(TASK DIRECTIONS):
Search the records below for the word "grass". Pull out each line that has it.

GIVEN ENTRIES Start Marker

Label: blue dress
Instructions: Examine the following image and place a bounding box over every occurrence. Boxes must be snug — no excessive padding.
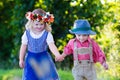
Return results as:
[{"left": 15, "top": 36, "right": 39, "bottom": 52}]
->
[{"left": 22, "top": 30, "right": 60, "bottom": 80}]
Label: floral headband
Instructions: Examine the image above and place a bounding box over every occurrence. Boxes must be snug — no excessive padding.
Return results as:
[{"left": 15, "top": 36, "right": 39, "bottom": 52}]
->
[{"left": 25, "top": 11, "right": 54, "bottom": 24}]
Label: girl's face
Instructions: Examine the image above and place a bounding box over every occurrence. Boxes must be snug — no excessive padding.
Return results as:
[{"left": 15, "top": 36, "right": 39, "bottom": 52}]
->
[
  {"left": 32, "top": 21, "right": 45, "bottom": 33},
  {"left": 76, "top": 34, "right": 89, "bottom": 42}
]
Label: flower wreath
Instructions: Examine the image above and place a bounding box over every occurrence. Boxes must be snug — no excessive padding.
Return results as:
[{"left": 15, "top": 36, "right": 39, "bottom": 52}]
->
[{"left": 25, "top": 12, "right": 54, "bottom": 24}]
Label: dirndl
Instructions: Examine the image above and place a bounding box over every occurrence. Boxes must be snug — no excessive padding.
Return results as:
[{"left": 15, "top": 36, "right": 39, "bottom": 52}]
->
[{"left": 22, "top": 51, "right": 60, "bottom": 80}]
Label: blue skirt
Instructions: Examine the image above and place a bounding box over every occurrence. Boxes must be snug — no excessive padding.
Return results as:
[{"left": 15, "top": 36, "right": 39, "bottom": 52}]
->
[{"left": 22, "top": 51, "right": 60, "bottom": 80}]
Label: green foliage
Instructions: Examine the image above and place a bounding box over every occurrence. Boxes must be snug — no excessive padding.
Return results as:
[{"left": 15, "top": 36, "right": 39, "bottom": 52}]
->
[
  {"left": 0, "top": 0, "right": 14, "bottom": 62},
  {"left": 0, "top": 0, "right": 35, "bottom": 68},
  {"left": 9, "top": 0, "right": 35, "bottom": 68},
  {"left": 96, "top": 1, "right": 120, "bottom": 79},
  {"left": 95, "top": 63, "right": 120, "bottom": 80}
]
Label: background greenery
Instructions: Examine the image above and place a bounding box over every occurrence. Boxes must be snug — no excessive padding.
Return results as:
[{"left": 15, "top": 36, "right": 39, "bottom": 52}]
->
[{"left": 0, "top": 0, "right": 120, "bottom": 79}]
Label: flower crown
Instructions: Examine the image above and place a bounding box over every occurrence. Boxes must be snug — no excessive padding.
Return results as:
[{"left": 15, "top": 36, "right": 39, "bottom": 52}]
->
[{"left": 25, "top": 11, "right": 54, "bottom": 24}]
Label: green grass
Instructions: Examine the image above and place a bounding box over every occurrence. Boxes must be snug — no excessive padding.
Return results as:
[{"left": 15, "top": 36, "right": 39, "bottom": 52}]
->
[
  {"left": 0, "top": 69, "right": 22, "bottom": 80},
  {"left": 0, "top": 67, "right": 120, "bottom": 80},
  {"left": 58, "top": 70, "right": 74, "bottom": 80},
  {"left": 0, "top": 69, "right": 74, "bottom": 80}
]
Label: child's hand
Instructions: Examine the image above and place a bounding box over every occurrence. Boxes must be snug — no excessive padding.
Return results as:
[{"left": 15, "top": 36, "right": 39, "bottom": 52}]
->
[
  {"left": 102, "top": 62, "right": 108, "bottom": 70},
  {"left": 19, "top": 60, "right": 24, "bottom": 68},
  {"left": 55, "top": 55, "right": 64, "bottom": 62}
]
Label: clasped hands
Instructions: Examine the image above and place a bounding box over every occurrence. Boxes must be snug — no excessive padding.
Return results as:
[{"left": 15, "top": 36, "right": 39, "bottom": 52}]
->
[{"left": 55, "top": 54, "right": 65, "bottom": 62}]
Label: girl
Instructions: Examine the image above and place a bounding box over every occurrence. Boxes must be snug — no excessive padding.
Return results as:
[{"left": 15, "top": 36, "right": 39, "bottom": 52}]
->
[
  {"left": 60, "top": 20, "right": 108, "bottom": 80},
  {"left": 19, "top": 8, "right": 63, "bottom": 80}
]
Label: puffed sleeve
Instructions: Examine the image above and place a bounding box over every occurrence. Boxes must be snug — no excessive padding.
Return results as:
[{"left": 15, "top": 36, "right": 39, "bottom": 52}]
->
[
  {"left": 46, "top": 32, "right": 54, "bottom": 44},
  {"left": 63, "top": 39, "right": 74, "bottom": 55},
  {"left": 21, "top": 31, "right": 28, "bottom": 45},
  {"left": 92, "top": 40, "right": 106, "bottom": 64}
]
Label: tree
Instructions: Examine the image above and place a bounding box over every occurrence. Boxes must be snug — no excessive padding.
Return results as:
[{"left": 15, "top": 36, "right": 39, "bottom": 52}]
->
[{"left": 0, "top": 0, "right": 35, "bottom": 68}]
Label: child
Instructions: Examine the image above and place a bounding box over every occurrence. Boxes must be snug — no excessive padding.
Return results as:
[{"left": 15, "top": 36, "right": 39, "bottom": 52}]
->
[
  {"left": 19, "top": 8, "right": 63, "bottom": 80},
  {"left": 60, "top": 20, "right": 108, "bottom": 80}
]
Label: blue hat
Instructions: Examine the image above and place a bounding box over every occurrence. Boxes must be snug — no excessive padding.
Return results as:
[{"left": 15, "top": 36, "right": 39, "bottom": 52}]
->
[{"left": 69, "top": 20, "right": 96, "bottom": 35}]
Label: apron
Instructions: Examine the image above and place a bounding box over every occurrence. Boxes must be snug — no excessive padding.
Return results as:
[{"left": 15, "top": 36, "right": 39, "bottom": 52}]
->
[
  {"left": 72, "top": 41, "right": 97, "bottom": 80},
  {"left": 22, "top": 51, "right": 59, "bottom": 80}
]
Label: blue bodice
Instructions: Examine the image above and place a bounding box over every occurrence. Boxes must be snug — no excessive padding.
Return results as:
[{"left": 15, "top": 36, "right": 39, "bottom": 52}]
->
[{"left": 26, "top": 30, "right": 48, "bottom": 53}]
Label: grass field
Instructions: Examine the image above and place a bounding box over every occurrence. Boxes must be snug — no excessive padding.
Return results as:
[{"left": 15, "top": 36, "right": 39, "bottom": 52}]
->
[
  {"left": 0, "top": 67, "right": 120, "bottom": 80},
  {"left": 0, "top": 69, "right": 74, "bottom": 80}
]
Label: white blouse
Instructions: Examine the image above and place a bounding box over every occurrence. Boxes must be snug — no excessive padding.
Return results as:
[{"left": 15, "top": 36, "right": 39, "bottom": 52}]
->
[{"left": 21, "top": 30, "right": 54, "bottom": 45}]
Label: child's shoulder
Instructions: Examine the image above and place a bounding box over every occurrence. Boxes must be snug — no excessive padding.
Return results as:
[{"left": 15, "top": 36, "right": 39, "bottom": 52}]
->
[
  {"left": 89, "top": 38, "right": 99, "bottom": 46},
  {"left": 90, "top": 38, "right": 95, "bottom": 42},
  {"left": 68, "top": 38, "right": 76, "bottom": 43},
  {"left": 25, "top": 29, "right": 30, "bottom": 33}
]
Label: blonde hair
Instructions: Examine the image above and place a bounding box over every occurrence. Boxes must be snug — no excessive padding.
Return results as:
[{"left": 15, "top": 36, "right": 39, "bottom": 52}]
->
[{"left": 25, "top": 8, "right": 52, "bottom": 32}]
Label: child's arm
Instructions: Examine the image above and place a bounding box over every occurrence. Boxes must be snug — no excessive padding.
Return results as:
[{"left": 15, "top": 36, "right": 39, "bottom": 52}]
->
[
  {"left": 91, "top": 39, "right": 108, "bottom": 70},
  {"left": 61, "top": 53, "right": 67, "bottom": 58},
  {"left": 48, "top": 42, "right": 64, "bottom": 61},
  {"left": 19, "top": 44, "right": 27, "bottom": 68}
]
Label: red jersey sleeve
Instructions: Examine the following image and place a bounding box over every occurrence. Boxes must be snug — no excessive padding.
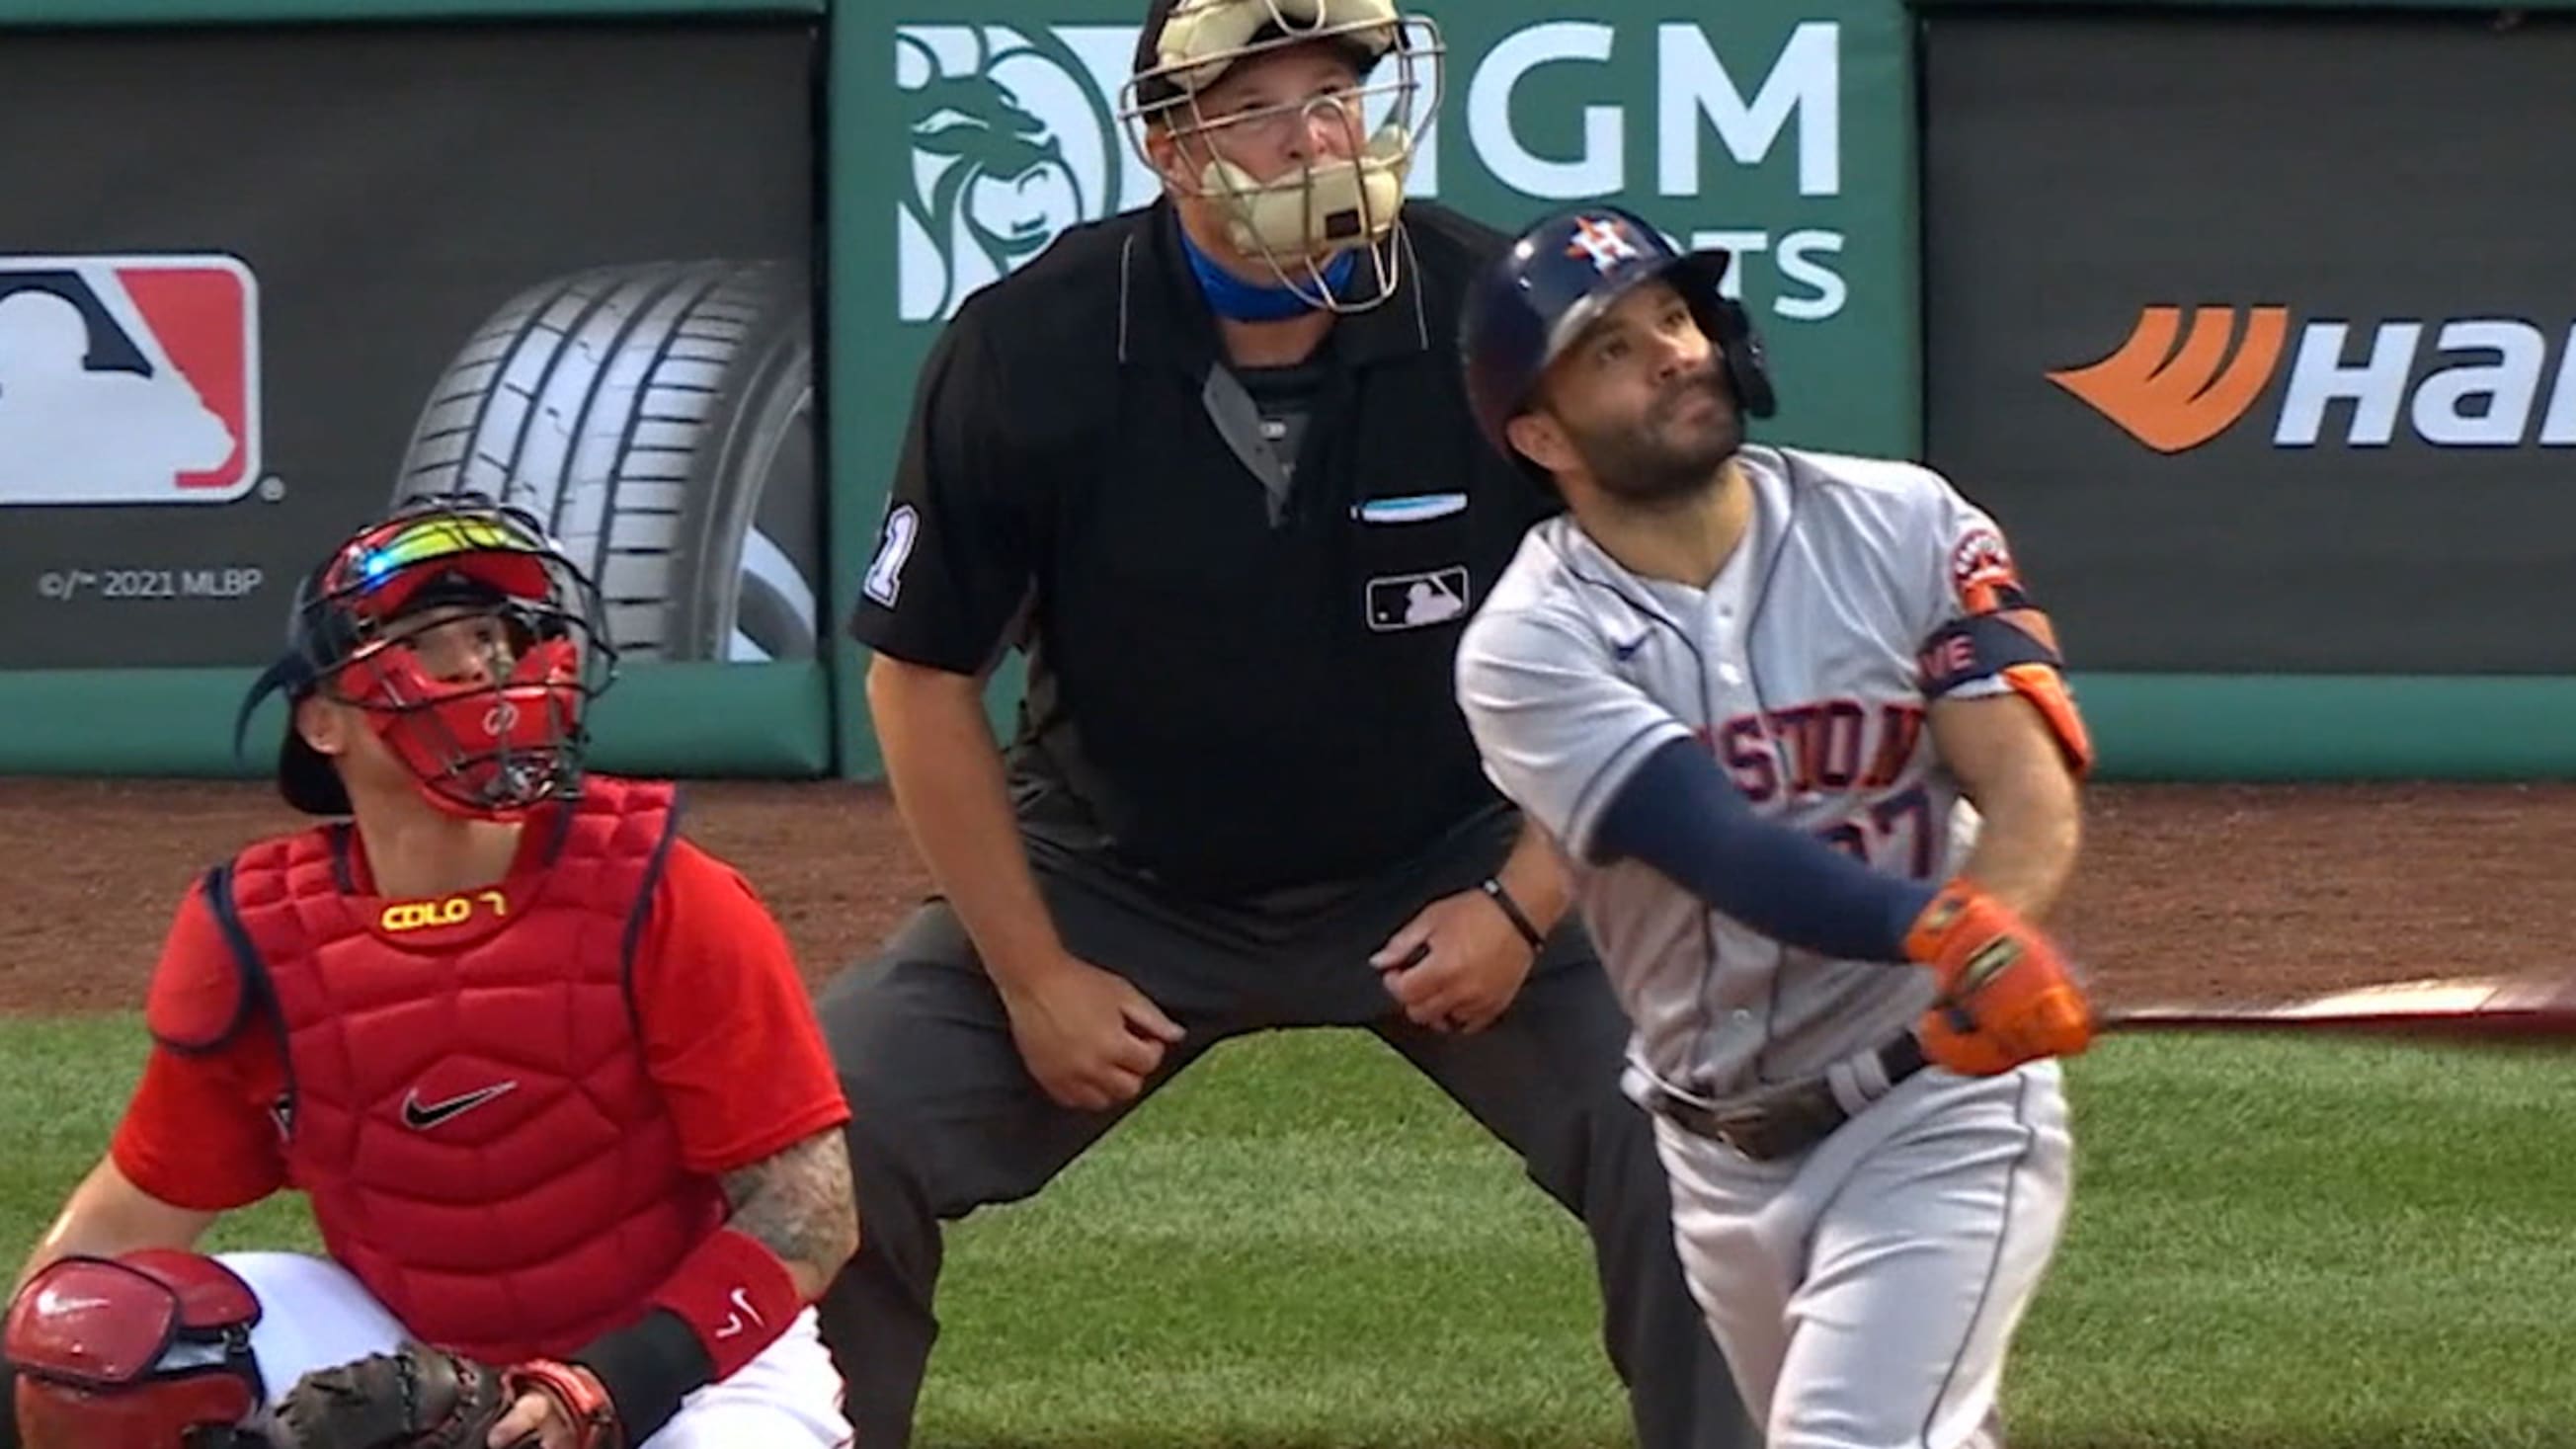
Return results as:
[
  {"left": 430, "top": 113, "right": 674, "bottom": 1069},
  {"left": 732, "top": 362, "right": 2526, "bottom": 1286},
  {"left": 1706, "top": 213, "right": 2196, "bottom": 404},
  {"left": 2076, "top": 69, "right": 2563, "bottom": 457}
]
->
[
  {"left": 630, "top": 840, "right": 851, "bottom": 1176},
  {"left": 108, "top": 886, "right": 288, "bottom": 1212}
]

GIVEN ENTRIES End Marker

(EXERCISE RESULT):
Label: green grass
Label: grass field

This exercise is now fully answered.